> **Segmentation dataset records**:
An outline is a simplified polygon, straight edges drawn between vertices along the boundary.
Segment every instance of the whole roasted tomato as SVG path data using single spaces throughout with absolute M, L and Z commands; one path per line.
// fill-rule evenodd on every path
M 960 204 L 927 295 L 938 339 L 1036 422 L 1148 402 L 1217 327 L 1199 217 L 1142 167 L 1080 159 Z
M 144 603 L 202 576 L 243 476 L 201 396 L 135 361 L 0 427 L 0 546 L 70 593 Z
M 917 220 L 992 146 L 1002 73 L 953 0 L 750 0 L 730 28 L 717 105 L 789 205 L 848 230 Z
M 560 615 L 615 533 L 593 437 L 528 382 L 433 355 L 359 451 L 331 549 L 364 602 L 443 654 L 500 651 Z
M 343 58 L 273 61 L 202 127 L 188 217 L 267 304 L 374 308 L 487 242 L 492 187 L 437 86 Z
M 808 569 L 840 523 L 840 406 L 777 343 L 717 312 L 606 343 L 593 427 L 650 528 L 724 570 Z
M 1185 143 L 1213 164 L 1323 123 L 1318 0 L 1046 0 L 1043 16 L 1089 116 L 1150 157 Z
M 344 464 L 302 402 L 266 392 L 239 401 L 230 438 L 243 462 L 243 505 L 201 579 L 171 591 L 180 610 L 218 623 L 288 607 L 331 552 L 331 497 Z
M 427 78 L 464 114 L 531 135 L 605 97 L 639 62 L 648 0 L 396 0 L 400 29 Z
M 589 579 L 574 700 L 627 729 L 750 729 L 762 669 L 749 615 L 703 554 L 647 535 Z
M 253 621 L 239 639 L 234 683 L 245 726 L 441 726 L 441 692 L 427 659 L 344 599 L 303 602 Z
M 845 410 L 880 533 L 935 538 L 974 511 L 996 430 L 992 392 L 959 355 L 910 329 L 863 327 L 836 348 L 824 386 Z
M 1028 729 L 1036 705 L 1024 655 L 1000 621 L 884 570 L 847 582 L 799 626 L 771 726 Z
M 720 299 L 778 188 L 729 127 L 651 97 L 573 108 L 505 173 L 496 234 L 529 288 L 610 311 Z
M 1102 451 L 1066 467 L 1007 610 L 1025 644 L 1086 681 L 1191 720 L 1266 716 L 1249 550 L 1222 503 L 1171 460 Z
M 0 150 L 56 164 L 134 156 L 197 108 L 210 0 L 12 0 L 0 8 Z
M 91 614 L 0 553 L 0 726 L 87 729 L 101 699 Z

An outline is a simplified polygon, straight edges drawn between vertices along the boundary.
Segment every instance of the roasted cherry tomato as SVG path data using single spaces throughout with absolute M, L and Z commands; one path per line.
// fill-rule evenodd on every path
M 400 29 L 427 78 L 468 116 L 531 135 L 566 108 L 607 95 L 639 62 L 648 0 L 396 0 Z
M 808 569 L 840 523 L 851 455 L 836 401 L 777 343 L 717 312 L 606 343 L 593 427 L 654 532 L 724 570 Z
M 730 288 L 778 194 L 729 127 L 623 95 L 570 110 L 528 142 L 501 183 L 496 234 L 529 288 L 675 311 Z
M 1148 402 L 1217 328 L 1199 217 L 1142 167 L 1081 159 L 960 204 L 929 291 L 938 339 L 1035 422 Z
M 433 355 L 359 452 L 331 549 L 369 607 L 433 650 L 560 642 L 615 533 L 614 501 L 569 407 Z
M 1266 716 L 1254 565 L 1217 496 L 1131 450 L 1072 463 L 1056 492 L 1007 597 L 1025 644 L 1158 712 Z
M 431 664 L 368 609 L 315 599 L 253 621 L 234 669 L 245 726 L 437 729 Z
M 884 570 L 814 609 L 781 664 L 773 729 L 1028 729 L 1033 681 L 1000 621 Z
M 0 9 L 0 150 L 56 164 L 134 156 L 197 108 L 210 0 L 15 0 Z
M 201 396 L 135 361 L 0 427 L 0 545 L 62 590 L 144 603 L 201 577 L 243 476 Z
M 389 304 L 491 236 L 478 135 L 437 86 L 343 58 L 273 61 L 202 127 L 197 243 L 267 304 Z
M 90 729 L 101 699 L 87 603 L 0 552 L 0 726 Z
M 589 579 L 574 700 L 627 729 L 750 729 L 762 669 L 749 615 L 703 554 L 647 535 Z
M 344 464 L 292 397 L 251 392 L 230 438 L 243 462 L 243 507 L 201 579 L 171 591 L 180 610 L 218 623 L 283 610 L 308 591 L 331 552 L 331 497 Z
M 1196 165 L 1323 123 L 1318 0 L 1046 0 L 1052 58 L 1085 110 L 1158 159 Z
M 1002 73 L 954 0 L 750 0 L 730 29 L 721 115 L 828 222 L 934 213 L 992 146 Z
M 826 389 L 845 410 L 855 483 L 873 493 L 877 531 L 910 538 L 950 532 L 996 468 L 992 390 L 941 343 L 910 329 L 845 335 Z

> **WORK TO BE COMPLETED**: Reproduce all of the data above, switching every "simplified polygon" to "coarse polygon" and leaving everything else unchanged.

> **ANSWER IN FULL**:
An outline is a coarse polygon, straight edges drawn between vertices along the boundary.
Segment every instance of the whole roasted tomato as SVG path data using single spaces throughout with absolute M, L and Z commands; one path per line.
// fill-rule evenodd on every path
M 960 204 L 927 295 L 938 339 L 1036 422 L 1148 402 L 1217 327 L 1199 217 L 1142 167 L 1080 159 Z
M 144 603 L 202 576 L 243 476 L 201 396 L 135 361 L 0 427 L 0 546 L 70 593 Z
M 917 220 L 992 146 L 1002 73 L 953 0 L 750 0 L 730 28 L 717 105 L 789 205 L 848 230 Z
M 560 615 L 615 533 L 593 437 L 528 382 L 433 355 L 359 451 L 331 549 L 364 602 L 443 654 L 500 651 Z
M 343 58 L 273 61 L 202 127 L 188 217 L 267 304 L 374 308 L 487 242 L 492 187 L 437 86 Z
M 808 569 L 840 523 L 840 406 L 777 343 L 717 312 L 606 343 L 593 427 L 650 528 L 724 570 Z
M 1185 143 L 1213 164 L 1323 123 L 1318 0 L 1046 0 L 1043 16 L 1089 116 L 1150 157 Z
M 344 464 L 302 402 L 266 392 L 239 401 L 230 438 L 243 462 L 243 505 L 201 579 L 171 591 L 180 610 L 218 623 L 288 607 L 331 552 L 331 497 Z
M 427 78 L 464 114 L 531 135 L 605 97 L 639 62 L 648 0 L 396 0 L 400 29 Z
M 589 579 L 574 700 L 627 729 L 750 729 L 762 669 L 749 615 L 703 554 L 647 535 Z
M 253 621 L 239 639 L 234 683 L 245 726 L 441 726 L 441 692 L 427 659 L 344 599 L 303 602 Z
M 845 410 L 880 533 L 935 538 L 974 511 L 996 430 L 992 392 L 959 355 L 910 329 L 863 327 L 836 348 L 824 386 Z
M 1028 729 L 1036 705 L 1024 655 L 1000 621 L 884 570 L 847 582 L 799 626 L 771 726 Z
M 720 299 L 778 188 L 729 127 L 651 97 L 573 108 L 505 173 L 496 234 L 529 288 L 610 311 Z
M 1102 451 L 1066 467 L 1007 610 L 1025 644 L 1086 681 L 1191 720 L 1266 716 L 1249 550 L 1222 503 L 1171 460 Z
M 0 150 L 56 164 L 134 156 L 197 108 L 210 0 L 12 0 L 0 8 Z
M 91 614 L 0 553 L 0 726 L 87 729 L 101 699 Z

An outline is a coarse polygon, straight edges drawn between vertices along the boundary.
Segment every instance of the roasted cherry tomato as SVG path data using single spaces throughout with absolute M, L and Z commands; one path per line.
// fill-rule evenodd on every path
M 400 29 L 427 78 L 468 116 L 531 135 L 566 108 L 607 95 L 639 62 L 648 0 L 396 0 Z
M 808 569 L 840 523 L 851 455 L 836 401 L 777 343 L 717 312 L 606 343 L 593 427 L 654 532 L 724 570 Z
M 730 288 L 778 194 L 729 127 L 623 95 L 570 110 L 528 142 L 501 183 L 496 234 L 529 288 L 675 311 Z
M 1148 402 L 1217 328 L 1199 217 L 1142 167 L 1081 159 L 960 204 L 929 291 L 938 339 L 1035 422 Z
M 433 355 L 359 452 L 331 549 L 369 607 L 433 650 L 560 642 L 615 533 L 614 501 L 569 407 Z
M 1266 716 L 1254 565 L 1217 496 L 1131 450 L 1072 463 L 1056 492 L 1007 597 L 1025 644 L 1158 712 Z
M 431 664 L 368 609 L 315 599 L 253 621 L 234 669 L 245 726 L 437 729 Z
M 884 570 L 814 609 L 781 664 L 773 729 L 1028 729 L 1033 681 L 1000 621 Z
M 0 9 L 0 150 L 56 164 L 134 156 L 197 108 L 210 0 L 15 0 Z
M 201 396 L 135 361 L 0 427 L 0 545 L 62 590 L 144 603 L 201 577 L 243 476 Z
M 389 304 L 491 236 L 478 135 L 437 86 L 343 58 L 273 61 L 202 127 L 197 243 L 267 304 Z
M 90 729 L 101 699 L 87 603 L 0 552 L 0 726 Z
M 589 579 L 574 700 L 627 729 L 750 729 L 762 669 L 749 615 L 703 554 L 647 535 Z
M 344 464 L 292 397 L 251 392 L 230 438 L 243 462 L 243 507 L 201 579 L 171 591 L 180 610 L 218 623 L 283 610 L 308 591 L 331 552 L 331 497 Z
M 1196 165 L 1323 123 L 1318 0 L 1046 0 L 1052 58 L 1085 110 L 1158 159 Z
M 1002 73 L 954 0 L 750 0 L 730 29 L 721 115 L 828 222 L 934 213 L 992 146 Z
M 826 389 L 845 410 L 855 483 L 873 493 L 877 531 L 910 538 L 950 532 L 996 468 L 992 390 L 941 343 L 910 329 L 845 335 Z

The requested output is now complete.